## WORK TO BE COMPLETED
Copy out every one of the rows below line for line, leaving out the pictures.

## DATA
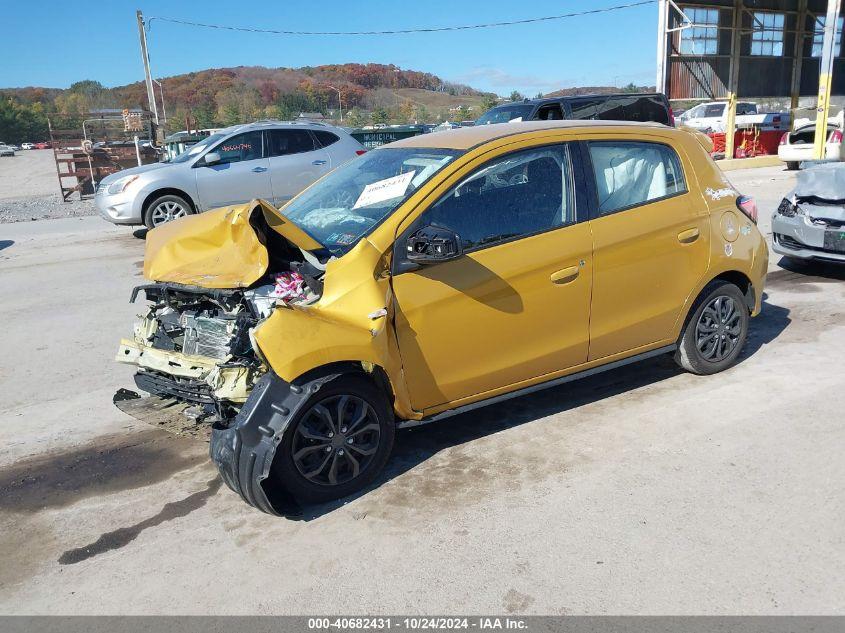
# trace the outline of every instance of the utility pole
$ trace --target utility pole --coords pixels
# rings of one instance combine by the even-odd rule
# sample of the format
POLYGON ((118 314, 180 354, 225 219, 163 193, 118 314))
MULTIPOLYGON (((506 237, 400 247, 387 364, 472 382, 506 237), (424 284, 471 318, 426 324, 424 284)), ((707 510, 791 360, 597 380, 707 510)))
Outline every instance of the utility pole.
POLYGON ((731 30, 731 61, 728 70, 728 111, 725 116, 725 158, 734 157, 736 145, 736 100, 739 92, 740 50, 742 45, 743 0, 734 0, 733 28, 731 30))
POLYGON ((335 88, 334 86, 329 86, 328 84, 326 84, 326 86, 337 92, 337 107, 340 109, 340 122, 343 123, 343 101, 340 98, 340 89, 335 88))
POLYGON ((816 141, 813 158, 823 160, 827 144, 827 117, 830 114, 830 88, 833 81, 833 60, 836 57, 836 26, 839 21, 841 0, 827 0, 824 19, 822 57, 819 63, 819 97, 816 102, 816 141))
POLYGON ((155 92, 153 91, 153 76, 150 74, 150 55, 147 53, 147 32, 144 30, 144 16, 140 11, 135 12, 135 17, 138 18, 138 37, 141 40, 141 57, 144 60, 144 76, 147 82, 147 99, 150 102, 150 111, 155 117, 156 126, 158 126, 158 108, 155 103, 155 92))
MULTIPOLYGON (((666 29, 669 22, 669 7, 666 0, 657 2, 657 92, 666 92, 666 29)), ((668 95, 667 95, 668 96, 668 95)))

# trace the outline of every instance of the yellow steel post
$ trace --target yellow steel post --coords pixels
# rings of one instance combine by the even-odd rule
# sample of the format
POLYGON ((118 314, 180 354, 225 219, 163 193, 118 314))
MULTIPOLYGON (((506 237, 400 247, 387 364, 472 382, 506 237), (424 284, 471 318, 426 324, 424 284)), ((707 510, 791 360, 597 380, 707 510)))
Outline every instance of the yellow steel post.
POLYGON ((819 64, 819 97, 816 102, 816 140, 813 158, 823 160, 827 144, 827 117, 830 114, 830 87, 833 83, 834 44, 836 42, 836 22, 842 0, 827 0, 827 15, 824 21, 824 41, 819 64))
POLYGON ((731 63, 728 71, 728 111, 725 116, 725 158, 734 157, 736 137, 736 95, 739 92, 740 46, 742 44, 743 0, 734 0, 731 31, 731 63))

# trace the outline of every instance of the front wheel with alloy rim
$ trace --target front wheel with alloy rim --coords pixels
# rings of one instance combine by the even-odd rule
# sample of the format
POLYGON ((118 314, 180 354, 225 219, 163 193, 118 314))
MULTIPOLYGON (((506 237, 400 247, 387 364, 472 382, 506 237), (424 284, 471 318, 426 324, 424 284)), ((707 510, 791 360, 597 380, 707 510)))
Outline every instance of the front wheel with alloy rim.
POLYGON ((708 284, 684 327, 675 360, 694 374, 727 369, 745 345, 749 316, 745 297, 734 284, 708 284))
POLYGON ((339 499, 376 478, 393 449, 395 422, 366 376, 340 376, 291 420, 273 462, 273 484, 306 503, 339 499))
POLYGON ((154 229, 193 212, 194 208, 182 196, 169 193, 147 204, 144 208, 144 224, 148 229, 154 229))

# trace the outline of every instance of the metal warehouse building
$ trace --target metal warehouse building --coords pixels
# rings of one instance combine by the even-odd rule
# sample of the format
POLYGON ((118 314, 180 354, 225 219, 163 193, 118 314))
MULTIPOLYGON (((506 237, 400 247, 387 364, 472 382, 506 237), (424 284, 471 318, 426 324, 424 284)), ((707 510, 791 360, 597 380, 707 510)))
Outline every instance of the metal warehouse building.
MULTIPOLYGON (((657 86, 670 99, 818 99, 826 129, 831 94, 845 94, 842 0, 659 0, 657 86)), ((733 152, 728 108, 726 155, 733 152)), ((816 134, 817 157, 824 133, 816 134)))

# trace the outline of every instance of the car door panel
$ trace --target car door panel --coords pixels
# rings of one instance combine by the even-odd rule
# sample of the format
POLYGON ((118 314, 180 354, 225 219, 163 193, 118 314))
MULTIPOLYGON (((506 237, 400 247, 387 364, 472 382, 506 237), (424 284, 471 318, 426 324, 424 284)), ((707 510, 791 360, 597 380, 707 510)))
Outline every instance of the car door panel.
POLYGON ((396 330, 414 408, 585 362, 591 250, 584 222, 398 275, 396 330), (566 280, 554 278, 567 269, 566 280))
POLYGON ((263 158, 261 132, 236 135, 211 151, 219 153, 223 161, 204 165, 200 159, 193 168, 203 210, 272 197, 269 162, 263 158))
POLYGON ((684 191, 594 214, 590 225, 595 270, 589 359, 666 342, 707 270, 707 209, 684 191))
POLYGON ((471 236, 462 256, 393 278, 397 339, 415 409, 586 362, 592 239, 587 222, 572 223, 574 191, 561 196, 561 182, 571 182, 569 172, 561 178, 569 164, 564 152, 557 146, 491 159, 462 176, 397 241, 394 258, 422 225, 471 236), (541 182, 555 184, 544 190, 541 182), (488 234, 504 241, 486 246, 488 234))
POLYGON ((331 157, 325 149, 317 148, 308 130, 269 130, 268 134, 273 204, 281 207, 331 171, 331 157), (303 140, 306 138, 308 147, 303 140))

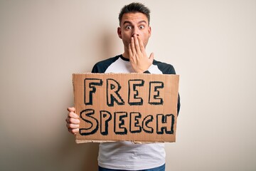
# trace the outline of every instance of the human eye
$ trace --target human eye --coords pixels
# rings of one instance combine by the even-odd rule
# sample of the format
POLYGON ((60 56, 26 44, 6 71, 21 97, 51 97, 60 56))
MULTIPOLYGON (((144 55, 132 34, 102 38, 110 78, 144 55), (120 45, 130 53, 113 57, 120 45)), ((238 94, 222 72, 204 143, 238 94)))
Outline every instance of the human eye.
POLYGON ((144 25, 139 26, 139 28, 140 28, 140 29, 143 29, 143 28, 145 28, 145 26, 144 26, 144 25))
POLYGON ((125 26, 125 29, 127 29, 127 30, 132 29, 132 26, 129 26, 129 25, 126 26, 125 26))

## FINISHED EXERCISE
# trace the outline of every instance of the utility pole
$ trace --target utility pole --coords pixels
# rings of one instance combine by the even-odd rule
# sample of the format
POLYGON ((118 314, 180 354, 225 219, 163 193, 118 314))
MULTIPOLYGON (((506 237, 400 247, 387 364, 472 382, 506 237), (424 284, 471 318, 426 324, 424 284)), ((707 510, 791 360, 597 380, 707 510)))
Outline every instance of the utility pole.
POLYGON ((731 30, 731 61, 728 70, 728 111, 725 116, 725 158, 734 157, 736 145, 736 100, 739 92, 740 50, 742 45, 743 0, 734 0, 733 28, 731 30))
POLYGON ((335 88, 334 86, 329 86, 328 84, 326 84, 326 86, 337 92, 337 107, 340 109, 340 122, 343 123, 343 101, 340 98, 340 89, 335 88))
POLYGON ((816 141, 813 158, 823 160, 827 144, 827 117, 830 114, 830 88, 833 81, 833 60, 836 57, 836 26, 839 21, 841 0, 827 0, 824 19, 822 57, 819 63, 819 97, 816 102, 816 141))
POLYGON ((155 92, 153 91, 153 76, 150 74, 150 55, 147 53, 147 32, 144 30, 144 16, 140 11, 135 12, 135 17, 138 18, 138 37, 141 40, 141 57, 144 60, 144 76, 147 82, 147 99, 150 102, 150 111, 155 117, 156 126, 158 126, 158 108, 155 103, 155 92))
MULTIPOLYGON (((666 29, 669 22, 669 7, 666 0, 657 2, 657 92, 666 92, 666 29)), ((668 95, 667 95, 668 96, 668 95)))

# trace the outline of every instance of the yellow steel post
$ trace --target yellow steel post --coords pixels
# rings of one instance combine by the even-odd rule
# sample of the format
POLYGON ((118 314, 180 354, 225 219, 163 193, 118 314))
MULTIPOLYGON (((506 237, 400 247, 387 364, 472 382, 506 237), (424 284, 471 318, 426 324, 424 284)), ((707 510, 791 360, 597 380, 707 510)))
Outline every instance of the yellow steel post.
POLYGON ((819 64, 819 97, 816 102, 816 140, 813 158, 823 160, 827 144, 827 117, 830 114, 830 87, 833 83, 834 44, 836 42, 836 22, 842 0, 827 0, 827 15, 824 21, 824 41, 819 64))
POLYGON ((731 63, 728 71, 728 111, 725 116, 725 158, 734 157, 736 137, 736 95, 739 92, 740 46, 742 44, 743 0, 734 0, 731 31, 731 63))

# trace the outline of every instance of the front wheel with alloy rim
$ trace --target front wheel with alloy rim --coords pixels
# rings of one instance combine by the even-odd rule
# sample of the format
POLYGON ((118 314, 180 354, 225 219, 163 193, 118 314))
MULTIPOLYGON (((506 237, 400 247, 387 364, 472 382, 506 237), (424 284, 471 318, 426 324, 424 284)), ((707 510, 791 360, 597 380, 707 510)))
Outline every instance of the front wheel with alloy rim.
POLYGON ((708 284, 684 327, 675 360, 694 374, 727 369, 745 345, 749 316, 745 297, 734 284, 708 284))
POLYGON ((339 499, 376 478, 393 449, 395 422, 366 376, 340 376, 291 420, 273 462, 273 484, 306 503, 339 499))
POLYGON ((154 229, 193 212, 194 208, 182 196, 169 193, 147 204, 144 208, 144 224, 148 229, 154 229))

# trace the outline of every instance of the metal warehouse building
$ trace --target metal warehouse building --coords pixels
# rings of one instance combine by the even-odd rule
# sample of the format
POLYGON ((118 314, 180 354, 225 219, 163 193, 118 314))
MULTIPOLYGON (((506 237, 400 247, 387 364, 472 382, 506 237), (424 284, 471 318, 426 324, 424 284)), ((707 510, 791 360, 597 380, 707 510)))
Outline every instance of the metal warehouse building.
MULTIPOLYGON (((657 86, 670 99, 818 99, 826 129, 831 94, 845 94, 842 0, 659 0, 657 86)), ((733 152, 728 108, 726 155, 733 152)), ((816 134, 817 157, 824 133, 816 134)))

# trace the outline of every instance of the car door panel
$ trace --target car door panel --coords pixels
# rings of one instance combine by the even-odd rule
# sample of the format
POLYGON ((118 314, 180 354, 225 219, 163 193, 118 314))
MULTIPOLYGON (((506 237, 400 247, 387 364, 472 382, 506 237), (424 284, 471 318, 426 324, 424 284)), ((707 510, 791 360, 597 380, 707 510)))
Outline every instance of the car door panel.
POLYGON ((396 330, 414 408, 585 362, 591 250, 584 222, 398 275, 396 330), (566 280, 554 278, 567 269, 566 280))
POLYGON ((263 158, 261 132, 236 135, 211 151, 219 153, 223 161, 204 165, 200 159, 193 168, 203 210, 272 197, 269 162, 263 158))
POLYGON ((684 191, 594 214, 590 225, 595 270, 589 359, 666 342, 707 270, 707 209, 684 191))
POLYGON ((471 236, 462 256, 393 278, 397 339, 415 409, 586 362, 592 239, 587 222, 572 223, 574 191, 561 196, 561 182, 571 182, 569 172, 561 178, 569 164, 564 152, 557 146, 491 159, 462 176, 397 241, 394 258, 422 225, 471 236), (541 182, 555 184, 544 190, 541 182), (488 234, 504 241, 486 246, 488 234))
POLYGON ((331 157, 325 149, 317 148, 308 130, 269 130, 268 134, 273 204, 281 207, 331 171, 331 157), (303 140, 306 138, 308 147, 303 140))

# trace the outline of every instance of the human eye
$ trace --target human eye --coords pixels
# rings of one instance combine by the even-odd rule
# sample of the format
POLYGON ((60 56, 26 44, 6 71, 21 97, 51 97, 60 56))
MULTIPOLYGON (((144 55, 132 34, 102 38, 110 78, 144 55), (120 45, 130 53, 113 57, 120 45)), ((238 94, 222 72, 204 143, 238 94)))
Outline every instance of the human eye.
POLYGON ((144 25, 139 26, 139 28, 140 28, 140 29, 143 29, 143 28, 145 28, 145 26, 144 26, 144 25))
POLYGON ((125 26, 125 29, 127 29, 127 30, 132 29, 132 26, 129 26, 129 25, 126 26, 125 26))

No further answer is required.